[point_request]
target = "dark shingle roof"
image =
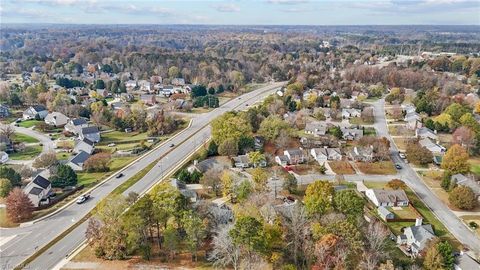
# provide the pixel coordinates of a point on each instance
(41, 181)
(90, 130)
(80, 158)
(35, 191)
(79, 121)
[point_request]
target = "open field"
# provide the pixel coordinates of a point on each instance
(379, 167)
(30, 152)
(341, 167)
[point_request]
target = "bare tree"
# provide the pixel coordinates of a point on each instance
(225, 252)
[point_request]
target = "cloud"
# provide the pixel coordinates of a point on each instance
(287, 2)
(228, 7)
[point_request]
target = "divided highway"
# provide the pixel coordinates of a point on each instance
(22, 242)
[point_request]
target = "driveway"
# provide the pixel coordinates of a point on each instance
(411, 178)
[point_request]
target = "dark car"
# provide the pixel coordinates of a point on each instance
(83, 198)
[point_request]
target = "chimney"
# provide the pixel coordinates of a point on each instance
(418, 221)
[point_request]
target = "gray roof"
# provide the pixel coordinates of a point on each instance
(80, 158)
(41, 181)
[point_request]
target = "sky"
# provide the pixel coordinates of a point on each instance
(243, 12)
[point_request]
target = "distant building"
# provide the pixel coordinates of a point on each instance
(381, 197)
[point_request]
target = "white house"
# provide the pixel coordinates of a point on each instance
(38, 190)
(3, 157)
(349, 113)
(381, 197)
(35, 112)
(56, 119)
(323, 154)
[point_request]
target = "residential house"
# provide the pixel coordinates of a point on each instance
(316, 128)
(77, 162)
(184, 190)
(351, 134)
(35, 112)
(56, 119)
(149, 100)
(323, 154)
(38, 190)
(381, 197)
(6, 143)
(433, 147)
(3, 157)
(464, 262)
(463, 180)
(281, 160)
(416, 237)
(425, 132)
(75, 125)
(295, 156)
(349, 113)
(84, 145)
(384, 213)
(178, 81)
(241, 161)
(4, 111)
(362, 154)
(91, 133)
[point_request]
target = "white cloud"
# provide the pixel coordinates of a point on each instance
(227, 7)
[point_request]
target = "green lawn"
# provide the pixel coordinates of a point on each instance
(30, 152)
(89, 179)
(20, 137)
(29, 123)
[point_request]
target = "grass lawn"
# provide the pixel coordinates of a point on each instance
(341, 167)
(20, 137)
(369, 131)
(30, 152)
(29, 123)
(474, 218)
(359, 121)
(4, 222)
(89, 179)
(118, 136)
(380, 167)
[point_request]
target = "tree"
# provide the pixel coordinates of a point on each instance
(225, 252)
(211, 178)
(228, 147)
(271, 127)
(97, 163)
(349, 203)
(195, 229)
(462, 197)
(5, 187)
(318, 198)
(418, 154)
(64, 177)
(230, 126)
(456, 160)
(45, 160)
(10, 174)
(19, 207)
(260, 178)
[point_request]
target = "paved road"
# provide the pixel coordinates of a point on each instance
(19, 248)
(407, 174)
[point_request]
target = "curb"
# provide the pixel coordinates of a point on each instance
(26, 224)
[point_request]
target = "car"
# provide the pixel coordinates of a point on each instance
(83, 198)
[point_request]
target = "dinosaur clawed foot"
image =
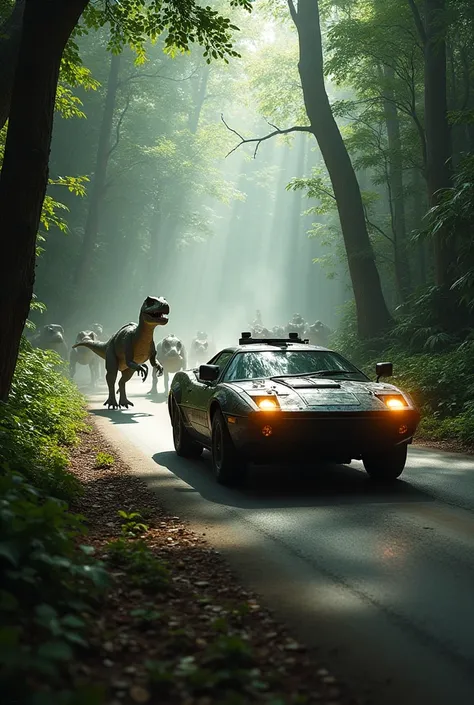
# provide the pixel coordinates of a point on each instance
(111, 403)
(124, 403)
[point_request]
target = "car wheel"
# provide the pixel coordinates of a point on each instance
(183, 443)
(228, 468)
(386, 466)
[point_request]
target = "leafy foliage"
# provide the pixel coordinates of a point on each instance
(42, 417)
(48, 584)
(47, 588)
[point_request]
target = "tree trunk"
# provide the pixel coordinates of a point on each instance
(438, 139)
(396, 192)
(47, 25)
(373, 316)
(10, 37)
(199, 98)
(432, 32)
(86, 260)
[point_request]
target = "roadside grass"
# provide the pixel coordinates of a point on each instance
(50, 583)
(176, 626)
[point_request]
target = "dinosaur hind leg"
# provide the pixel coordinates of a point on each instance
(126, 375)
(111, 376)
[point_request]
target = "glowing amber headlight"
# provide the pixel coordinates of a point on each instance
(394, 403)
(267, 403)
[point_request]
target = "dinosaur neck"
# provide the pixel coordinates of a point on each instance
(144, 332)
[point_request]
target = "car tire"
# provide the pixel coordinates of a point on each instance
(386, 466)
(228, 468)
(183, 443)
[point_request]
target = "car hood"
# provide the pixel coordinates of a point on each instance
(321, 394)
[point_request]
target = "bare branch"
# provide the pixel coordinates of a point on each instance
(137, 76)
(376, 227)
(258, 140)
(418, 21)
(119, 125)
(293, 12)
(123, 170)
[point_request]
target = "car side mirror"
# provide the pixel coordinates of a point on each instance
(209, 373)
(383, 369)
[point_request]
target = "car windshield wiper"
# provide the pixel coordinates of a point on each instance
(322, 373)
(318, 373)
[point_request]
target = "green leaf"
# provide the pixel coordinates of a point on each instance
(10, 551)
(56, 651)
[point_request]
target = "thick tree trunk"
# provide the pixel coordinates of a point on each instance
(85, 265)
(396, 192)
(47, 25)
(373, 316)
(10, 37)
(432, 32)
(438, 139)
(199, 98)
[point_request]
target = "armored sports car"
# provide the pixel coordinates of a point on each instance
(284, 399)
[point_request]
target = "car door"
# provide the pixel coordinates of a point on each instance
(201, 395)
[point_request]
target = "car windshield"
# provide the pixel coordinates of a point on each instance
(281, 363)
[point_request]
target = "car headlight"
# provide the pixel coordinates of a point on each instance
(267, 403)
(395, 402)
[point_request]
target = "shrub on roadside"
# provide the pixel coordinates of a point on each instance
(41, 418)
(441, 383)
(47, 588)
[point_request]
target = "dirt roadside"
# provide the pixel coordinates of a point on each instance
(199, 637)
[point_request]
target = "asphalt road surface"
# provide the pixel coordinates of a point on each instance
(381, 581)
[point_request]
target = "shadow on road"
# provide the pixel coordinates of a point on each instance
(119, 416)
(295, 486)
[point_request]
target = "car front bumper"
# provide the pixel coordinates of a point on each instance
(334, 436)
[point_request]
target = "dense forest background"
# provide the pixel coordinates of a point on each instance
(319, 160)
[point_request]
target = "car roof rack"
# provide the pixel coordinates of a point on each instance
(246, 339)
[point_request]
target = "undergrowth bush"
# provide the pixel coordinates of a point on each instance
(48, 583)
(47, 588)
(440, 382)
(40, 420)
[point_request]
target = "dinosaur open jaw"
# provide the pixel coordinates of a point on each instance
(160, 317)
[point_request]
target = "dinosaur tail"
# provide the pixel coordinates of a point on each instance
(98, 348)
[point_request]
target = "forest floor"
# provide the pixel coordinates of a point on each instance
(176, 625)
(446, 446)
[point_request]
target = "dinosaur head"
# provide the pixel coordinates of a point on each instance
(154, 312)
(53, 333)
(86, 336)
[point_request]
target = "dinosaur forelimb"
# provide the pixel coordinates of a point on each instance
(141, 370)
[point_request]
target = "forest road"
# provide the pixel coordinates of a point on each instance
(380, 581)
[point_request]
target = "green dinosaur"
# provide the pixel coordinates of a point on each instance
(129, 348)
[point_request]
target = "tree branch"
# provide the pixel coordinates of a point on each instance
(119, 125)
(376, 227)
(258, 140)
(137, 76)
(293, 12)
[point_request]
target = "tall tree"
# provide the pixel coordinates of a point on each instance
(372, 314)
(396, 189)
(432, 30)
(97, 192)
(10, 35)
(47, 26)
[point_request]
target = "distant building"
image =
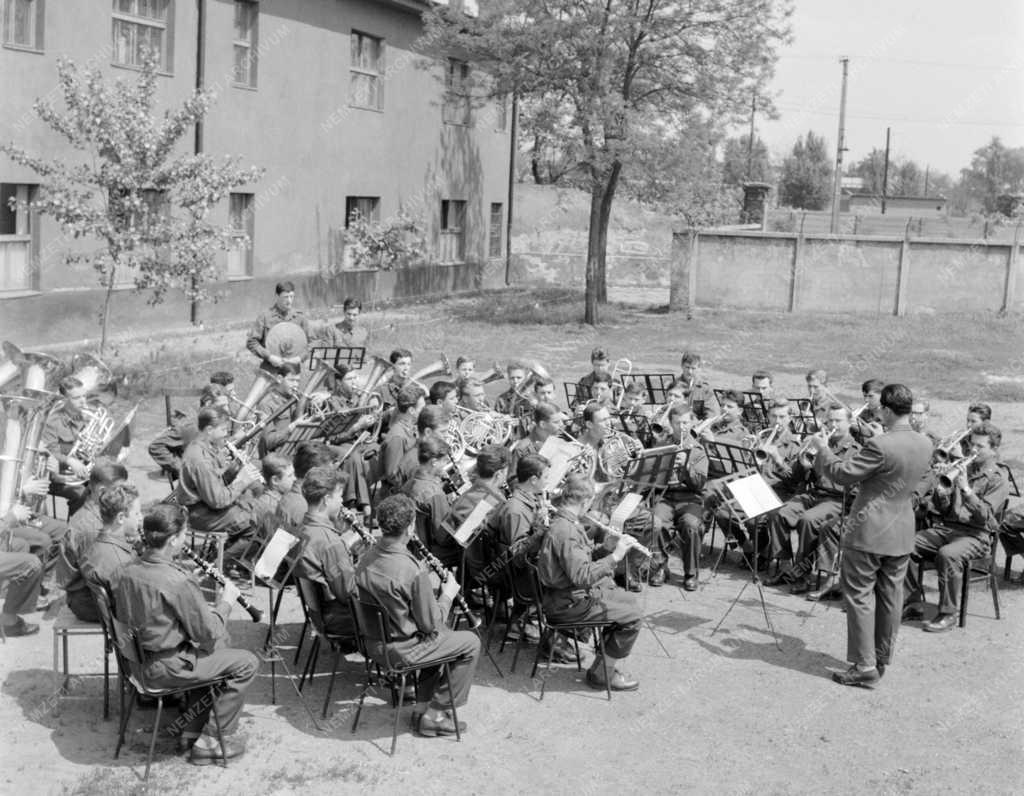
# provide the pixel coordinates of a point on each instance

→ TASK INSTRUCTIONS:
The listing above must be printed again exactly, minus its pictures.

→ ANSWER IN FULL:
[point_request]
target = "dark shingle roof"
image =
# provide the pixel coordinates of a point on each instance
(41, 181)
(90, 130)
(80, 158)
(35, 191)
(79, 121)
[point_request]
target = "open field"
# provide the pixel coordinates of a point on each instance
(379, 167)
(30, 152)
(341, 167)
[point_request]
target = "bare tree"
# provide the pixel coordinates of a point on each instance
(225, 252)
[point_request]
target = "cloud"
# provide the pixel coordinates of a point on each instance
(287, 2)
(228, 7)
[point_request]
target = "divided highway"
# provide the pixel coordinates of a point on each instance
(22, 242)
[point_request]
target = "driveway"
# provide the pixel coordinates of a point on each instance
(411, 178)
[point_request]
target = "dark car"
# provide the pixel coordinates of a point on each instance
(83, 198)
[point_request]
target = "chimney"
# provide the pixel coordinates of a point on each instance
(418, 221)
[point_request]
target = "gray roof"
# provide the pixel coordinates of a point on each instance
(80, 158)
(41, 181)
[point_request]
target = "sky"
# provide the pixel coordinates of a point on each instance
(243, 12)
[point_request]
target = "distant building"
# provide the pixel coordinates of a point on each instance
(381, 197)
[point_request]
target = "white house"
# provide the pixel coordinates of a point on each instance
(38, 190)
(3, 157)
(349, 113)
(381, 197)
(35, 112)
(56, 119)
(323, 154)
[point_request]
target = "residential house"
# provide the pixel coordinates of a point on each instance
(316, 128)
(77, 162)
(184, 190)
(351, 134)
(35, 112)
(56, 119)
(149, 100)
(323, 154)
(38, 190)
(381, 197)
(6, 143)
(433, 147)
(3, 157)
(464, 262)
(463, 180)
(281, 160)
(416, 237)
(425, 132)
(75, 125)
(295, 156)
(349, 113)
(84, 145)
(384, 213)
(178, 81)
(241, 161)
(4, 111)
(362, 154)
(91, 133)
[point_request]
target = "white cloud"
# provide the pixel coordinates of a point on each instance
(227, 7)
[point_request]
target = "green lawn"
# provide the pixel coordinates of a point on each instance
(30, 152)
(89, 179)
(20, 137)
(29, 123)
[point_request]
target = "grass lawn"
# provide the pixel coordinates of a point on each instance
(341, 167)
(20, 137)
(369, 131)
(30, 152)
(29, 123)
(474, 218)
(359, 121)
(4, 222)
(89, 179)
(118, 136)
(380, 167)
[point_request]
target = "tree"
# provide the pixel coordinates of a point on each instance
(225, 252)
(211, 178)
(228, 147)
(271, 127)
(97, 163)
(349, 203)
(195, 229)
(462, 197)
(5, 187)
(318, 198)
(418, 154)
(64, 177)
(230, 126)
(456, 160)
(45, 160)
(10, 174)
(19, 207)
(260, 178)
[point_request]
target = "paved road"
# provide the pixel coordinates of a point on each instance
(19, 248)
(407, 174)
[point_request]
target = "curb"
# provide the pixel coordinates of a point on each instance
(26, 224)
[point_request]
target = "car"
# provide the pixel coordinates of a point on each instance
(83, 198)
[point_request]
target = "dinosaur clawed foot"
image =
# provide the pixel coordinates of a point on each instance
(111, 403)
(124, 403)
[point_request]
target = "car wheel"
# provide the pixel coordinates of a point on each instance
(183, 443)
(228, 468)
(386, 466)
[point_request]
target = "leafy foliage"
# provide the pixel coordinates of a point on each instance
(42, 417)
(48, 584)
(47, 588)
[point_request]
target = "tree trunk"
# provide the pixel coordinates of a point on each instance
(438, 139)
(396, 192)
(47, 25)
(373, 316)
(10, 37)
(199, 98)
(432, 32)
(86, 260)
[point_request]
target = "roadside grass"
# provide the pixel coordinates of a point on each instance
(50, 583)
(176, 626)
[point_request]
target = "dinosaur hind leg"
# provide the pixel coordinates of a point on each instance
(126, 375)
(111, 376)
[point_request]
target = "glowing amber headlight"
# provide the pixel coordinates of a point on each instance
(394, 403)
(267, 403)
[point_request]
target = "dinosaur neck"
# provide the pixel coordinates of a point on each instance
(144, 332)
[point_request]
target = "car tire"
# provide the pixel coordinates of a point on each instance
(386, 466)
(228, 468)
(183, 443)
[point_request]
target = "car hood"
# provide the pixel coordinates of a point on each instance
(321, 394)
[point_request]
target = "bare branch"
# provide the pixel coordinates of a point on each instance
(137, 76)
(376, 227)
(258, 140)
(418, 21)
(119, 125)
(293, 12)
(123, 170)
[point_request]
target = "car side mirror"
# provide the pixel coordinates of a point on each instance
(209, 373)
(383, 369)
[point_request]
target = "car windshield wiper"
# provide the pixel coordinates of a point on each instance
(322, 373)
(318, 373)
[point_request]
target = "green leaf"
# provide the pixel coordinates of a point on each instance
(10, 551)
(56, 651)
[point_request]
target = "thick tree trunk"
# provide the pixel coordinates of a point on each instance
(85, 265)
(396, 192)
(47, 25)
(373, 316)
(10, 37)
(432, 32)
(438, 139)
(199, 98)
[point_request]
target = "armored sports car"
# provide the pixel coordinates of a point on each instance
(284, 399)
[point_request]
target = "car door"
# provide the pixel coordinates of a point on each instance
(201, 395)
[point_request]
target = "car windshield"
# provide the pixel coordinates of a point on each instance
(281, 363)
[point_request]
target = "car headlight"
# provide the pixel coordinates of a point on each instance
(267, 403)
(395, 402)
[point_request]
target = "shrub on roadside"
# provide the pixel coordinates of a point on each instance
(41, 418)
(441, 383)
(47, 588)
[point_request]
target = "dirt roadside"
# provide the pixel coordinates of a point on each instance
(199, 637)
[point_request]
target = "asphalt road surface"
# provide the pixel coordinates of a point on each instance
(381, 581)
[point_request]
target = "shadow on road"
# provide the pixel coordinates of a point on each instance
(119, 416)
(295, 486)
[point_request]
target = "car front bumper"
# provide the pixel coordinates of a point on each instance
(334, 436)
[point_request]
target = "dense forest background"
# provide the pixel coordinates of a point on each instance
(319, 160)
[point_request]
target = "car roof rack"
# provide the pixel coordinates of a point on each instance
(246, 339)
[point_request]
target = "undergrowth bush"
# provide the pixel coordinates of a point on each instance
(48, 583)
(47, 588)
(440, 382)
(40, 420)
[point_request]
target = "dinosaur open jaw"
# provide the pixel coordinates of a point on each instance
(160, 317)
[point_request]
target = "dinosaur tail"
# provide the pixel coordinates of a point on each instance
(98, 348)
[point_request]
target = "forest floor"
# provide the pixel coordinates of a point on each instance
(176, 625)
(446, 446)
[point_request]
target = "dinosaur head"
# provide the pixel coordinates of a point on each instance
(154, 312)
(53, 333)
(86, 336)
[point_request]
target = "dinosaur forelimb"
# provide the pixel coordinates of a point on each instance
(141, 370)
[point_request]
target = "forest road"
# provide the pixel coordinates of a point on each instance
(380, 581)
[point_request]
target = "green dinosaur"
# provide the pixel coordinates of a point on each instance
(129, 348)
[point_request]
target = "tree branch"
# provide the pixel coordinates of a point on each instance
(119, 125)
(376, 227)
(258, 140)
(137, 76)
(293, 12)
[point_request]
target = "tall tree"
# provide the pixel coordinates of a point on each instance
(372, 314)
(396, 189)
(432, 30)
(97, 192)
(10, 35)
(47, 26)
[point_request]
target = "distant building"
image =
# provide the pixel coordinates of a point on each instance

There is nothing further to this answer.